Transcribe the records exactly from the line with "QA task: the asset above is tagged with distant" to the end, both included.

___ Records for processing ___

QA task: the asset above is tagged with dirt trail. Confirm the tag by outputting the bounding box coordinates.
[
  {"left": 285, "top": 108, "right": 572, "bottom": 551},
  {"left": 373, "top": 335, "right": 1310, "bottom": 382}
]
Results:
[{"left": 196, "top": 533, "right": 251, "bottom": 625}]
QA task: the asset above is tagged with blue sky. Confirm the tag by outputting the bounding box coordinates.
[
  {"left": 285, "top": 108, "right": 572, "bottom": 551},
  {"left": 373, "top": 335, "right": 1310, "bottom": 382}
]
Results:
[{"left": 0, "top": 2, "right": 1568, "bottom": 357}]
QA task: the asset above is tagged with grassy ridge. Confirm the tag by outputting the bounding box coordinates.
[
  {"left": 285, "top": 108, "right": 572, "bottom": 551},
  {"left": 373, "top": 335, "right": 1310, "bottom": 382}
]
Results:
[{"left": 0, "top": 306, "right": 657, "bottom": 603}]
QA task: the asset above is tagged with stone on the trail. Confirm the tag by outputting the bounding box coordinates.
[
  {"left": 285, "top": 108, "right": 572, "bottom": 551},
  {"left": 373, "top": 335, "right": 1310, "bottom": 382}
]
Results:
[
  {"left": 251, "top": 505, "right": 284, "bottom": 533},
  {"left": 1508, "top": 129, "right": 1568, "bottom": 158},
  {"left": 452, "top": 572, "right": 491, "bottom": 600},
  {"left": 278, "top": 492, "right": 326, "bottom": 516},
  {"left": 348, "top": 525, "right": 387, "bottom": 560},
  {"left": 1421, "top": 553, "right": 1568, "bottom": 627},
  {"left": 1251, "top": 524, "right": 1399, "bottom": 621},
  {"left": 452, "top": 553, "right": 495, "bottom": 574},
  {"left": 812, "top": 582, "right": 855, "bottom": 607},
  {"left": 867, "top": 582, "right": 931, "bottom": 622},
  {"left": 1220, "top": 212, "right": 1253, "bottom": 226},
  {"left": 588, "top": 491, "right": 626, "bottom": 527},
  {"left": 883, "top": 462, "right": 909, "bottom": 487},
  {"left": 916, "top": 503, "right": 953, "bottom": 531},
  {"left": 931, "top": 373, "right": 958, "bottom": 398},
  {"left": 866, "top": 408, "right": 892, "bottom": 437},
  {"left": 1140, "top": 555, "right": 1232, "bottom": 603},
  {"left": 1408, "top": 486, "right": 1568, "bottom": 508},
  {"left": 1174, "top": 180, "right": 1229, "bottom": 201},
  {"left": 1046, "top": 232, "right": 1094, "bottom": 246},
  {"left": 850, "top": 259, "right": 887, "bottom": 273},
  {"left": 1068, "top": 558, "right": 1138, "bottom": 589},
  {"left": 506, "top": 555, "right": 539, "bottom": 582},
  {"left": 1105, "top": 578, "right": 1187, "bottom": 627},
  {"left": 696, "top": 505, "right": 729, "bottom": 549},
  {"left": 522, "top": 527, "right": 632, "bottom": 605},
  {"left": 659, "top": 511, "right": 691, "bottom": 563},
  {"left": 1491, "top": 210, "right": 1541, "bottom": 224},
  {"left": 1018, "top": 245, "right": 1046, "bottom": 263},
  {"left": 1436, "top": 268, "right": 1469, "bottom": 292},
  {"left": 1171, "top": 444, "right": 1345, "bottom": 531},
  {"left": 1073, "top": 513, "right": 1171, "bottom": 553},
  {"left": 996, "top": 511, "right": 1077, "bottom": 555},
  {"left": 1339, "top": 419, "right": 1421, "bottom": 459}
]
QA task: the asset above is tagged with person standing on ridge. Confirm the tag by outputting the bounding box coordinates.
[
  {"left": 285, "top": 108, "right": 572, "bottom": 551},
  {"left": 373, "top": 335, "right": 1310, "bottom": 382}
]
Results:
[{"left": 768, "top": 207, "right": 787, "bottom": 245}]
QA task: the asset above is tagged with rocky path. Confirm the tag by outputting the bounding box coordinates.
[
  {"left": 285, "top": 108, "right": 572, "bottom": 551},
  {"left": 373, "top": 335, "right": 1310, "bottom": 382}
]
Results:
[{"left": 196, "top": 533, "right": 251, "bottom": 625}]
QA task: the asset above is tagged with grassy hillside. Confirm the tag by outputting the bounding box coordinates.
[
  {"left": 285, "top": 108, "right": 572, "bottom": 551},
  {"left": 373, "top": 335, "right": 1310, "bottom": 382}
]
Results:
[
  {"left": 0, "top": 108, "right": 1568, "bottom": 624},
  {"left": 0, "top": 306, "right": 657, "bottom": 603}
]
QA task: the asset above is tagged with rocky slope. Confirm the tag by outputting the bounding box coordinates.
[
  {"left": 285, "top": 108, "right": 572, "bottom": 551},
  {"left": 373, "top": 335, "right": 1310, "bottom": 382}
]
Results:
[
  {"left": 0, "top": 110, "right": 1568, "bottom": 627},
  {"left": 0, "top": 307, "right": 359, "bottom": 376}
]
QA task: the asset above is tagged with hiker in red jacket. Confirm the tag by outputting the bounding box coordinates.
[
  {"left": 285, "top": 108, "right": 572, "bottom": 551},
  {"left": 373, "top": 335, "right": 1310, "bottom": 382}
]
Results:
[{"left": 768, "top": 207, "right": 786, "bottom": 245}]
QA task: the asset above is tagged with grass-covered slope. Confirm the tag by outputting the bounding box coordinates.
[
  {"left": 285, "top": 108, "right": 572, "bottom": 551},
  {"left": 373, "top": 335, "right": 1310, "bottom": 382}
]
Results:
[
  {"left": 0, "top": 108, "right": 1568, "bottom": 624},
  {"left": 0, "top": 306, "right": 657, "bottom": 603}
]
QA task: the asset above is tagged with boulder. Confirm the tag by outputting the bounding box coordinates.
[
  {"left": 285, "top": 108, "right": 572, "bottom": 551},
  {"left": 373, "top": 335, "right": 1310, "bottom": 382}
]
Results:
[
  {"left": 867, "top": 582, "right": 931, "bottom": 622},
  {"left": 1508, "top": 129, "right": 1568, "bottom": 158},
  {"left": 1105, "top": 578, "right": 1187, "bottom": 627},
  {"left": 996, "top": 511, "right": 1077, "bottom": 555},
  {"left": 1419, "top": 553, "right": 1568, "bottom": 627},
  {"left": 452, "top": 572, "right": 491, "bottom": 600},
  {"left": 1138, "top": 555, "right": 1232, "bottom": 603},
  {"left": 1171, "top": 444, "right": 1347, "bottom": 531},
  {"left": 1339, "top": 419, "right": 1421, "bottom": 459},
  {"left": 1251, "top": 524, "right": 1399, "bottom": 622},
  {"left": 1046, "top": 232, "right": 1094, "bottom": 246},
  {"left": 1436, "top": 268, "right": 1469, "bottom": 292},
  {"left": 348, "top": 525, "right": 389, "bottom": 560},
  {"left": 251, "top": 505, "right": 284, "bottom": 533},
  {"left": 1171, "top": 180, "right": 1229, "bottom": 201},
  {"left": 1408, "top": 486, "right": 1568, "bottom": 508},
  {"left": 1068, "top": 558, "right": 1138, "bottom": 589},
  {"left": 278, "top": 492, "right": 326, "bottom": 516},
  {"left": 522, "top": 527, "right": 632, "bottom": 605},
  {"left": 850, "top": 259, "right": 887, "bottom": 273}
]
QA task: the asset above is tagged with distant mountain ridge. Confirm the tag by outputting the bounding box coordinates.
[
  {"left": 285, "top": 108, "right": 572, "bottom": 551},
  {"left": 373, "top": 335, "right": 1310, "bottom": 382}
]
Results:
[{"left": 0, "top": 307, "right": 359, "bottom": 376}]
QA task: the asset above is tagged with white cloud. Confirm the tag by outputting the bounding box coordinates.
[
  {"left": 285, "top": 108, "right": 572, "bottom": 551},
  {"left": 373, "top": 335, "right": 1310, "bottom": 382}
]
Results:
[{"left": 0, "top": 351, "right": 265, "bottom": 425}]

___

* [Expected answer]
QA task: the asset above is tagged with distant mountain ridge. Confirm the tag by outputting the bounding box coordinates.
[
  {"left": 285, "top": 108, "right": 572, "bottom": 551},
  {"left": 373, "top": 335, "right": 1310, "bottom": 382}
]
Results:
[{"left": 0, "top": 307, "right": 359, "bottom": 376}]
QA task: the asset above is tagged with white cloud. Confirm the tag by outputting the bounding box coordinates.
[
  {"left": 285, "top": 108, "right": 572, "bottom": 551},
  {"left": 373, "top": 335, "right": 1310, "bottom": 382}
]
Results:
[{"left": 0, "top": 351, "right": 265, "bottom": 425}]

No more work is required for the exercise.